Excerpt provided:

Most banks in India haven’t fully passed on the benefits of lower repo rates to borrowers.

In fact, they haven’t even given their customers the full benefit of the repo rate cuts that happened before the Covid-19 outbreak in March.

Between February 2019 and May 2020, the cost at which banks borrow from the RBI fell by 225 basis points (bps). But in the same period, the weighted average lending rate (WALR), which is the interest paid by individuals and businesses on bank loans, has dropped by 151 bps on the fresh loans and just 37 bps on existing loans.

Mortgage borrowers (predominantly mid-income)—facing the heat of an economic slump—are still paying relatively higher interest costs.

Tushar Borhade, an IT professional, who has taken a home loan from India’s largest lender State Bank of India, said his interest rates have dropped only marginally over the last year. “Every time the RBI cuts rate, the bank only passes on the benefit by 5 to 10 bps points,” said Rishikesh Kulkarni (name changed), an IT professional who had taken a loan from IDBI Bank a year ago.

Provided records:
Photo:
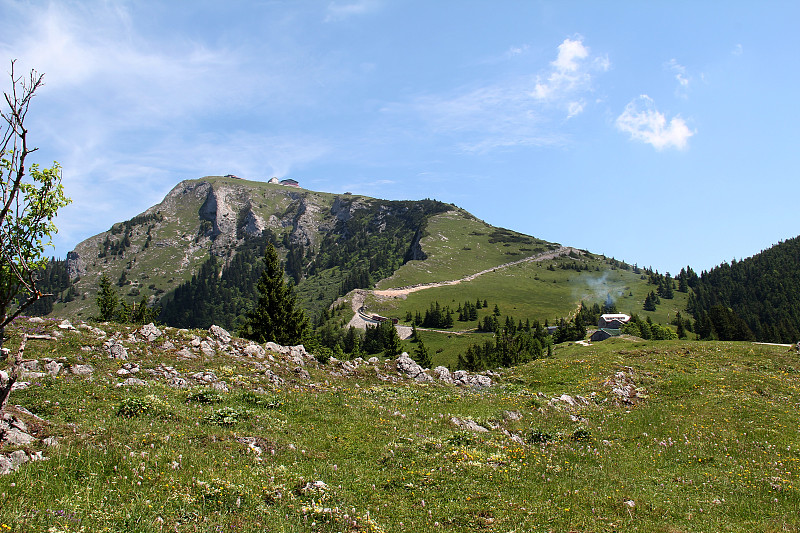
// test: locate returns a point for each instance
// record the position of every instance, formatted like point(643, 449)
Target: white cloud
point(339, 11)
point(485, 118)
point(646, 124)
point(516, 50)
point(575, 108)
point(681, 77)
point(570, 75)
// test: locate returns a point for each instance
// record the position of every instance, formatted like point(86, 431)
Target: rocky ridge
point(136, 350)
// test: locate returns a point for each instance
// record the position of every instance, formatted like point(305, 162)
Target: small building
point(603, 334)
point(613, 321)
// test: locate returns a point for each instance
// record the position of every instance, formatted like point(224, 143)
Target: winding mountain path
point(361, 320)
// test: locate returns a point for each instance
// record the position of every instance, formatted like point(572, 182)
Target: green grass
point(713, 447)
point(457, 245)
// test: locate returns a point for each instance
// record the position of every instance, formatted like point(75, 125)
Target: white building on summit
point(613, 321)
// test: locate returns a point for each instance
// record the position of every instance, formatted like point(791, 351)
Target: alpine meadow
point(368, 266)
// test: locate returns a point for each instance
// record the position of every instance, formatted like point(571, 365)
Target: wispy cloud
point(569, 77)
point(681, 77)
point(340, 10)
point(644, 123)
point(509, 113)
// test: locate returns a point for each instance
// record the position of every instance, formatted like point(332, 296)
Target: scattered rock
point(18, 457)
point(185, 353)
point(254, 350)
point(301, 372)
point(466, 423)
point(82, 370)
point(6, 466)
point(149, 332)
point(410, 368)
point(207, 349)
point(220, 334)
point(220, 386)
point(478, 381)
point(132, 382)
point(206, 377)
point(624, 389)
point(178, 383)
point(53, 368)
point(443, 374)
point(274, 378)
point(17, 437)
point(115, 349)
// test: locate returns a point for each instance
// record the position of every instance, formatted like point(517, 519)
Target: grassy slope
point(713, 448)
point(457, 245)
point(531, 291)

What the task requires:
Write out everything in the excerpt on banks and repo rate cuts from "Between February 2019" down to "a year ago.", word for word.

Written answer:
Between February 2019 and May 2020, the cost at which banks borrow from the RBI fell by 225 basis points (bps). But in the same period, the weighted average lending rate (WALR), which is the interest paid by individuals and businesses on bank loans, has dropped by 151 bps on the fresh loans and just 37 bps on existing loans.

Mortgage borrowers (predominantly mid-income)—facing the heat of an economic slump—are still paying relatively higher interest costs.

Tushar Borhade, an IT professional, who has taken a home loan from India’s largest lender State Bank of India, said his interest rates have dropped only marginally over the last year. “Every time the RBI cuts rate, the bank only passes on the benefit by 5 to 10 bps points,” said Rishikesh Kulkarni (name changed), an IT professional who had taken a loan from IDBI Bank a year ago.